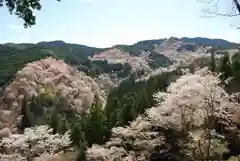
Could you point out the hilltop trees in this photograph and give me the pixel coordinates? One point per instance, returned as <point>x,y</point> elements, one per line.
<point>23,9</point>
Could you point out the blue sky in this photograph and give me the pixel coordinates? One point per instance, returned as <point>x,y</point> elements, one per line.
<point>103,23</point>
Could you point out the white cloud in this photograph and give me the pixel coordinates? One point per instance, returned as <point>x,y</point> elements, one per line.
<point>88,1</point>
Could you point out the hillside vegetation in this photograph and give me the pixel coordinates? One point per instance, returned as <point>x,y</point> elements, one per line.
<point>69,109</point>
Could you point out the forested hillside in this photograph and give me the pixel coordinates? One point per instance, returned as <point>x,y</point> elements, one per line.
<point>183,111</point>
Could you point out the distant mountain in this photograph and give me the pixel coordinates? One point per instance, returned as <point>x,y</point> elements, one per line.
<point>147,53</point>
<point>217,43</point>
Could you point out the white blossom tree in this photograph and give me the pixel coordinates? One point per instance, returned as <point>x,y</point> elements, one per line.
<point>190,107</point>
<point>32,143</point>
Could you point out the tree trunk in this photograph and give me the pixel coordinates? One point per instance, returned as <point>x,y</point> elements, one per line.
<point>237,5</point>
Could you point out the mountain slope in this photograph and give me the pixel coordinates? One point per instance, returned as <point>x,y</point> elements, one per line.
<point>217,43</point>
<point>14,56</point>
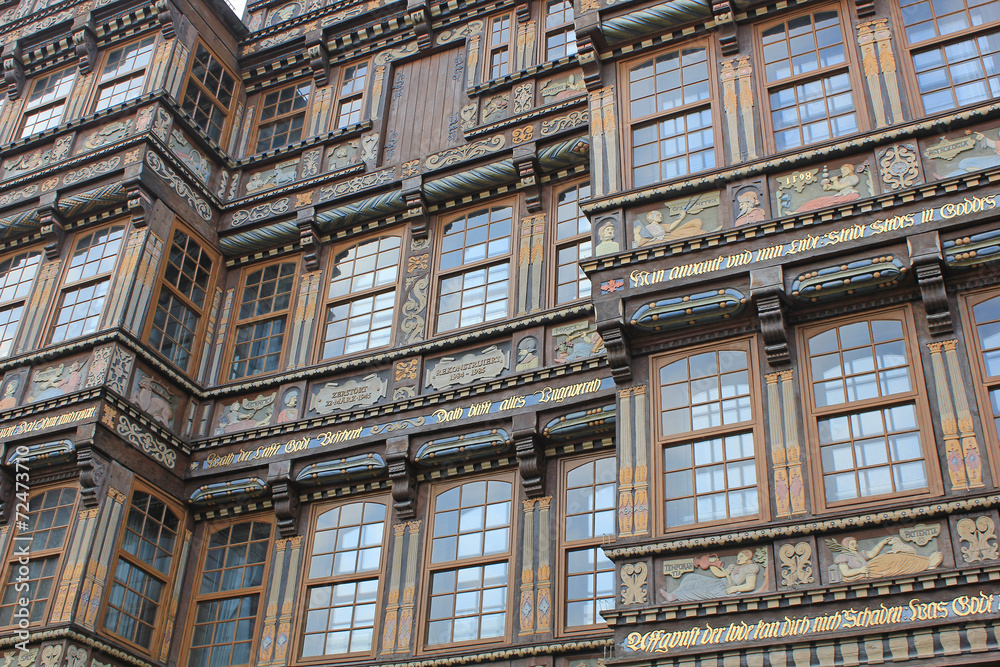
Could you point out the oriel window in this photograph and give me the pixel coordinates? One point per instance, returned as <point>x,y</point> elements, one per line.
<point>44,107</point>
<point>124,74</point>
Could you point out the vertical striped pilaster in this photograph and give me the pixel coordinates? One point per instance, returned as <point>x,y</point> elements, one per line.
<point>392,609</point>
<point>409,588</point>
<point>305,314</point>
<point>175,597</point>
<point>97,570</point>
<point>288,603</point>
<point>526,608</point>
<point>544,605</point>
<point>626,446</point>
<point>62,609</point>
<point>266,653</point>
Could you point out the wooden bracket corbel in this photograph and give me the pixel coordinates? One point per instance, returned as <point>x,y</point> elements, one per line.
<point>526,163</point>
<point>85,43</point>
<point>725,20</point>
<point>589,43</point>
<point>767,290</point>
<point>309,237</point>
<point>319,60</point>
<point>416,207</point>
<point>401,477</point>
<point>167,18</point>
<point>13,73</point>
<point>92,472</point>
<point>419,15</point>
<point>52,228</point>
<point>284,497</point>
<point>928,265</point>
<point>140,205</point>
<point>530,454</point>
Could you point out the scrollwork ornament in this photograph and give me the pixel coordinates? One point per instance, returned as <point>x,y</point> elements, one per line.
<point>796,564</point>
<point>634,576</point>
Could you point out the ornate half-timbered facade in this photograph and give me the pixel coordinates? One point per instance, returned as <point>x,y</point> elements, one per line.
<point>522,333</point>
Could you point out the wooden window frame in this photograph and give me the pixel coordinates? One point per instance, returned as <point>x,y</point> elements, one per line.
<point>754,426</point>
<point>167,580</point>
<point>930,44</point>
<point>505,47</point>
<point>17,301</point>
<point>508,258</point>
<point>682,111</point>
<point>431,567</point>
<point>380,575</point>
<point>353,296</point>
<point>573,241</point>
<point>62,100</point>
<point>916,397</point>
<point>162,285</point>
<point>197,597</point>
<point>83,282</point>
<point>567,545</point>
<point>287,314</point>
<point>11,557</point>
<point>289,115</point>
<point>565,27</point>
<point>850,66</point>
<point>357,93</point>
<point>202,88</point>
<point>123,76</point>
<point>981,378</point>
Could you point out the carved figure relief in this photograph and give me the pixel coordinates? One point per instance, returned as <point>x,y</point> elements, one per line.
<point>153,397</point>
<point>289,406</point>
<point>962,153</point>
<point>634,577</point>
<point>9,393</point>
<point>330,397</point>
<point>891,556</point>
<point>527,354</point>
<point>279,174</point>
<point>681,218</point>
<point>823,187</point>
<point>980,539</point>
<point>58,380</point>
<point>577,340</point>
<point>562,87</point>
<point>246,413</point>
<point>709,576</point>
<point>749,206</point>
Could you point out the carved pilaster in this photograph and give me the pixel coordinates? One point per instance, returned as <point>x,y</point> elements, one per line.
<point>402,478</point>
<point>319,61</point>
<point>530,455</point>
<point>53,229</point>
<point>618,348</point>
<point>419,15</point>
<point>285,497</point>
<point>92,469</point>
<point>767,292</point>
<point>85,43</point>
<point>723,13</point>
<point>526,162</point>
<point>416,207</point>
<point>928,264</point>
<point>309,237</point>
<point>13,74</point>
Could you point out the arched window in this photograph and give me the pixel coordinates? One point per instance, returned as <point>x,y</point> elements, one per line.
<point>50,515</point>
<point>362,297</point>
<point>342,580</point>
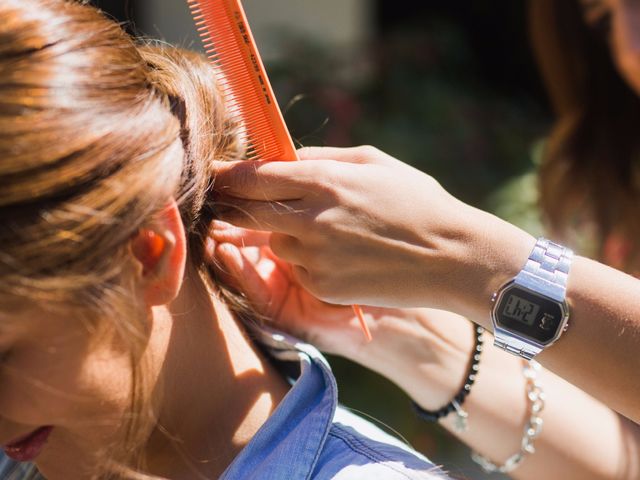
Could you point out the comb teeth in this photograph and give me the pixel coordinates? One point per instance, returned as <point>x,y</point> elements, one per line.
<point>229,45</point>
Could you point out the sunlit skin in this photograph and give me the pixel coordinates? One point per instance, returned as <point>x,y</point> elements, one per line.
<point>619,21</point>
<point>211,389</point>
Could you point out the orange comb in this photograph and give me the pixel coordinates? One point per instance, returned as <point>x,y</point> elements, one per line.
<point>229,44</point>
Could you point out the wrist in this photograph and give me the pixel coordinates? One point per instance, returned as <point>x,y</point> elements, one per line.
<point>425,352</point>
<point>495,252</point>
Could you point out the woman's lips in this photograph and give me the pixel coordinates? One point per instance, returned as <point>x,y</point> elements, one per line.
<point>27,448</point>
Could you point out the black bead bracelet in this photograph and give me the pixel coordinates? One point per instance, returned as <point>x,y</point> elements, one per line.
<point>457,401</point>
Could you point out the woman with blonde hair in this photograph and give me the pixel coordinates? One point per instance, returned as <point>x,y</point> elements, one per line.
<point>122,356</point>
<point>369,229</point>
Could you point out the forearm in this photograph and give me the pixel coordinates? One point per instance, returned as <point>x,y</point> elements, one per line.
<point>581,438</point>
<point>599,351</point>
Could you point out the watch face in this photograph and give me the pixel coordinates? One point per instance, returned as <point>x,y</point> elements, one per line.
<point>529,314</point>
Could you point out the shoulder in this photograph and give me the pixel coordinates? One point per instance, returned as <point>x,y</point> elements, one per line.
<point>356,449</point>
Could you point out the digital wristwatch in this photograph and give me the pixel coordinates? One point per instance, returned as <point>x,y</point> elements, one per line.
<point>530,312</point>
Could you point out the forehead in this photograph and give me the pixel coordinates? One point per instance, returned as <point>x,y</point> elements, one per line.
<point>18,318</point>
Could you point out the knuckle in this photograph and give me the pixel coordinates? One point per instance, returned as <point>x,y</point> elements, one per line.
<point>367,151</point>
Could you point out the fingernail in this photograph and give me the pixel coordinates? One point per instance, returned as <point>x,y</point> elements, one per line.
<point>220,225</point>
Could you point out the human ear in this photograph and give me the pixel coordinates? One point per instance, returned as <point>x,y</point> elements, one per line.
<point>159,248</point>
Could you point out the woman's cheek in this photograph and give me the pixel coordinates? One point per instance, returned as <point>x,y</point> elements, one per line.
<point>40,387</point>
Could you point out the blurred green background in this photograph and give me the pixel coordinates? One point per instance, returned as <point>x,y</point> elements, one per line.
<point>449,86</point>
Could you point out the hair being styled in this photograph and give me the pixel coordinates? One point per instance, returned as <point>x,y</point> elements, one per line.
<point>96,134</point>
<point>590,174</point>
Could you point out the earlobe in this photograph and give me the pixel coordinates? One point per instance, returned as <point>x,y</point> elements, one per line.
<point>160,249</point>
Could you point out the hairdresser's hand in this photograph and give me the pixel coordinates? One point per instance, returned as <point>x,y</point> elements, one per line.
<point>359,226</point>
<point>424,351</point>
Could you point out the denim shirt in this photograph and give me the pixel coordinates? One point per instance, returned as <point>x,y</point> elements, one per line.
<point>309,436</point>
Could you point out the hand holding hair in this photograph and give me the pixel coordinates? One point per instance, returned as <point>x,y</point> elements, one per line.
<point>359,226</point>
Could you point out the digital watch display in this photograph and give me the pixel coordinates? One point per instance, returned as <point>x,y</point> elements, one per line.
<point>529,312</point>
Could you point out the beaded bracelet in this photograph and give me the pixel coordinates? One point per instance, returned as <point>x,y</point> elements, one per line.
<point>459,398</point>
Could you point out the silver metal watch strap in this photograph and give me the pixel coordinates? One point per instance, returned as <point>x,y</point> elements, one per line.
<point>546,272</point>
<point>551,262</point>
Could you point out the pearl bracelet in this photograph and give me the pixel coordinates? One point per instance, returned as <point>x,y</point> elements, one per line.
<point>532,428</point>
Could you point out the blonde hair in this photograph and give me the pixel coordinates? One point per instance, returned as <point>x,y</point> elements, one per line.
<point>96,134</point>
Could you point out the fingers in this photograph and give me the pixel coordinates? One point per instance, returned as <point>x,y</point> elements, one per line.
<point>362,154</point>
<point>258,180</point>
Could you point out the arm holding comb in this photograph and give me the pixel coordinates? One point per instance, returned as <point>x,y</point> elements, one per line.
<point>426,353</point>
<point>362,227</point>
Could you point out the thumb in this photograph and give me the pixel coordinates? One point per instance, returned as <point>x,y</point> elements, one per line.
<point>364,154</point>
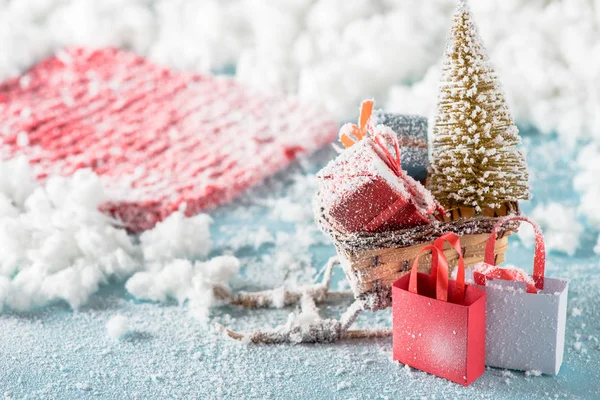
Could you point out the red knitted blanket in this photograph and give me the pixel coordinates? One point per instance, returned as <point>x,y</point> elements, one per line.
<point>156,137</point>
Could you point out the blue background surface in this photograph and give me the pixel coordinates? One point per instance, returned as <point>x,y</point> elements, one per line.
<point>55,352</point>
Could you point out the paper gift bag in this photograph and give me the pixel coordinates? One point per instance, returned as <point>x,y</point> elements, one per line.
<point>525,316</point>
<point>439,325</point>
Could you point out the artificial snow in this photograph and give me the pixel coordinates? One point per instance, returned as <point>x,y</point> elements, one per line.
<point>56,245</point>
<point>183,281</point>
<point>545,52</point>
<point>117,326</point>
<point>177,237</point>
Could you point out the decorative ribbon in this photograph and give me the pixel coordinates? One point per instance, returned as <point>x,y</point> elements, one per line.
<point>392,161</point>
<point>485,272</point>
<point>358,131</point>
<point>439,269</point>
<point>539,259</point>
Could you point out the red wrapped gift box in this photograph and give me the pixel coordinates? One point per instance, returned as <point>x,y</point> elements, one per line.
<point>362,191</point>
<point>439,325</point>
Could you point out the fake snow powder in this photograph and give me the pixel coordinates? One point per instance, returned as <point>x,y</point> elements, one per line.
<point>534,372</point>
<point>117,326</point>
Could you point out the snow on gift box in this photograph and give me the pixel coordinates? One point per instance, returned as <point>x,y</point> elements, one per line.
<point>411,131</point>
<point>477,174</point>
<point>365,187</point>
<point>525,317</point>
<point>439,325</point>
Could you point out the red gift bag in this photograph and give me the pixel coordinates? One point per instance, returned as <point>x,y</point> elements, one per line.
<point>439,324</point>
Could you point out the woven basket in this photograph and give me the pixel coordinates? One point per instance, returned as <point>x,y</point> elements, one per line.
<point>372,262</point>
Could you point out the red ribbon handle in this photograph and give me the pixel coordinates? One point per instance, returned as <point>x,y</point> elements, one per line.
<point>539,258</point>
<point>439,269</point>
<point>454,240</point>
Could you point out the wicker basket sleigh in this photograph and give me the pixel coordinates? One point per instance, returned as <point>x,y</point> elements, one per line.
<point>372,262</point>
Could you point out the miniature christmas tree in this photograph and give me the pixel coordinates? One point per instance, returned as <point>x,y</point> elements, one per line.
<point>475,162</point>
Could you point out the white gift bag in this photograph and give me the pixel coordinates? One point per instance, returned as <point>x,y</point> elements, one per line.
<point>525,328</point>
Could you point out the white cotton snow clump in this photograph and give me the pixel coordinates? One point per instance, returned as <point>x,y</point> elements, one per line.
<point>177,237</point>
<point>54,242</point>
<point>182,280</point>
<point>117,326</point>
<point>338,52</point>
<point>56,245</point>
<point>562,231</point>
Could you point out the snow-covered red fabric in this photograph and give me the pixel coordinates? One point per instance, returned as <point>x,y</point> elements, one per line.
<point>158,138</point>
<point>362,190</point>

####

WORK INSTRUCTIONS » Please quote exactly the lines from the one containing "Could you point out the red gift" through the last line of the records above, both included, and nothing else.

COMPLETE ANSWER »
Could you point out the red gift bag in this photograph and give me the pixel coordinates? One point per instance, returned as <point>x,y</point> elements, one per line.
<point>439,324</point>
Could you point out the woven basket in this photograph and give me the pixel coordinates? One point per instance, returned as <point>x,y</point> elements, one per line.
<point>372,262</point>
Could you point out the red ribbon handle in this photograph and give me the pixel coordinates? One point per instance, returned as <point>x,y</point> elements, one per line.
<point>539,258</point>
<point>439,269</point>
<point>454,240</point>
Could you point out the wicker basket sleigh in this photograph and give me the pixel coordinates? One point per instance, returned as <point>x,y</point> elements, one per line.
<point>372,262</point>
Could you point out the miniature christmas tree in this photograph and give me the pixel coordinates? One point per instance, returned as <point>x,y</point> elements, one per line.
<point>475,162</point>
Could you point out the white gift bag in this photograph and give me the pixel coordinates? One point per instance, returned as <point>x,y</point> elements, one per line.
<point>525,328</point>
Could you point out the white cotton snow clump in this photograph and give me the pixel coordinates? One point per instance, returned as <point>x,y</point> elements, one per line.
<point>177,237</point>
<point>54,242</point>
<point>182,280</point>
<point>117,326</point>
<point>338,52</point>
<point>56,245</point>
<point>562,231</point>
Could you point out the snow-covered red fabric in this photograph and give me the pixel coordinates? One point per instance, returned as <point>x,y</point> elements, one per line.
<point>158,138</point>
<point>362,190</point>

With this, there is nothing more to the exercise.